##### Selected text
Kevin Cameron, Taylor Harris, Nick Lewin and
Keith Sullivan to Join the Cutera Board Following the June 9
Special Meeting
Pura Vida and RTW to Vote Against Removal of
Directors at the Special Meeting and Support the Company’s Slate of
Director Nominees at the 2023 Annual Meeting
CUTERA, INC. (“Cutera” or the “Company”) (Nasdaq: CUTR), a
leading provider of aesthetic and dermatology solutions, today
announced that it has entered into cooperation agreements (the
“Agreements”) with two of its largest stockholders, Pura Vida
Investments, LLC (“Pura Vida”) and RTW Investments, LP (“RTW”),
which collectively own more than 15% of the Company’s outstanding
shares. Pursuant to the Agreements, the Company will appoint Kevin
J. Cameron, Taylor C. Harris, Nicholas S. Lewin and Keith J.
Sullivan (the “New Independent Directors”) to the Board of
Directors (the “Board”) following the Special Meeting of
Stockholders (the “Special Meeting”) to be held on June 9, 2023.
Mr. Harris will also serve as a special advisor and consultant to
the Company.
The New Independent Directors and three incumbent directors,
Janet D. Widmann, Sheila A. Hopkins, and Juliane T. Park (the
“Board Slate”), will be nominated for election to the Board at the
Company’s 2023 Annual Meeting of Stockholders (the “Annual
Meeting”). The Company anticipates that its new permanent CEO, when
identified and hired, will also join the Board.
In connection with the agreement, Pura Vida and RTW have agreed
to vote against the removal of directors at the upcoming Special
Meeting and to support the Board Slate at the Annual Meeting.
##########
##### Dataset content
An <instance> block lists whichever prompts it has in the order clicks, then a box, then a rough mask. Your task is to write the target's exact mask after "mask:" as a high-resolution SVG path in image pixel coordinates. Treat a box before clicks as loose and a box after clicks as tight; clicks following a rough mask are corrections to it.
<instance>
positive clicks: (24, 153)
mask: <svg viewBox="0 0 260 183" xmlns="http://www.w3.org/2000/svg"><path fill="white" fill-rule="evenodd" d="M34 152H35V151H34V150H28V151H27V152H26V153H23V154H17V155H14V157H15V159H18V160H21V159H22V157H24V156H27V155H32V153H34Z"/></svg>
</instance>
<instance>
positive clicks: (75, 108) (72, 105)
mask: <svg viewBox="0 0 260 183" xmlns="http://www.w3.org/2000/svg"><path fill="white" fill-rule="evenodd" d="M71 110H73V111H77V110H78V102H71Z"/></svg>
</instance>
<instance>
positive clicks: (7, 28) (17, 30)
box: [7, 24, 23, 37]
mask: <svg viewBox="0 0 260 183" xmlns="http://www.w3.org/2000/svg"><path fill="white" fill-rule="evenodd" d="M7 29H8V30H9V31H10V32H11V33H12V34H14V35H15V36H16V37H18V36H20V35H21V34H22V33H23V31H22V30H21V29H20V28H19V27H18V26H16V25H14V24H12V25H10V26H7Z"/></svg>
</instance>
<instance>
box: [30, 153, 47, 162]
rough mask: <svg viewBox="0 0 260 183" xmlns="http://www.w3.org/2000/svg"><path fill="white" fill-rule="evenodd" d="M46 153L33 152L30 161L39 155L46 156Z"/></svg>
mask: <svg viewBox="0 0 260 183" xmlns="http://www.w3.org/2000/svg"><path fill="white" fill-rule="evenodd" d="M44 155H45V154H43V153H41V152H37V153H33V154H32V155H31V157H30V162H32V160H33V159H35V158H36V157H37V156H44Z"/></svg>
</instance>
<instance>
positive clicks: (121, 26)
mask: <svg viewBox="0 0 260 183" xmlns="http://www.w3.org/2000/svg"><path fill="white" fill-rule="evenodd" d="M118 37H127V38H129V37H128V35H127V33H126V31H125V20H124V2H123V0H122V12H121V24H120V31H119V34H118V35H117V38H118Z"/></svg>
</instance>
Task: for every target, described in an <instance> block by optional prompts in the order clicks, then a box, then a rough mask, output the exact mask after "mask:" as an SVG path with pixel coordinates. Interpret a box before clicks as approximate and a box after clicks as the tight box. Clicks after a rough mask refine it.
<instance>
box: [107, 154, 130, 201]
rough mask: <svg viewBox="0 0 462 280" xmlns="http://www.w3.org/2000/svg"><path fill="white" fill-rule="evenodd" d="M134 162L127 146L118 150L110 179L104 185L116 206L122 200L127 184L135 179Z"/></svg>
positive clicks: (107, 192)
##########
• _What needs to be done_
Please say whether each statement agrees with the Cutera announcement, answering yes or no and quoting the deciding words of the text: (a) Pura Vida and RTW together own more than 15% of the Company's outstanding shares. (b) Nicholas S. Lewin will also serve as a special advisor and consultant to the Company. (c) Pura Vida and RTW agreed to vote for the removal of directors at the Special Meeting. The material above comes from a separate source.

• _The completed task_
(a) Yes: "which collectively own more than 15% of the Company’s outstanding shares"
(b) No: "Mr. Harris will also serve as a special advisor and consultant to the Company"
(c) No: "to vote against the removal of directors at the upcoming Special Meeting"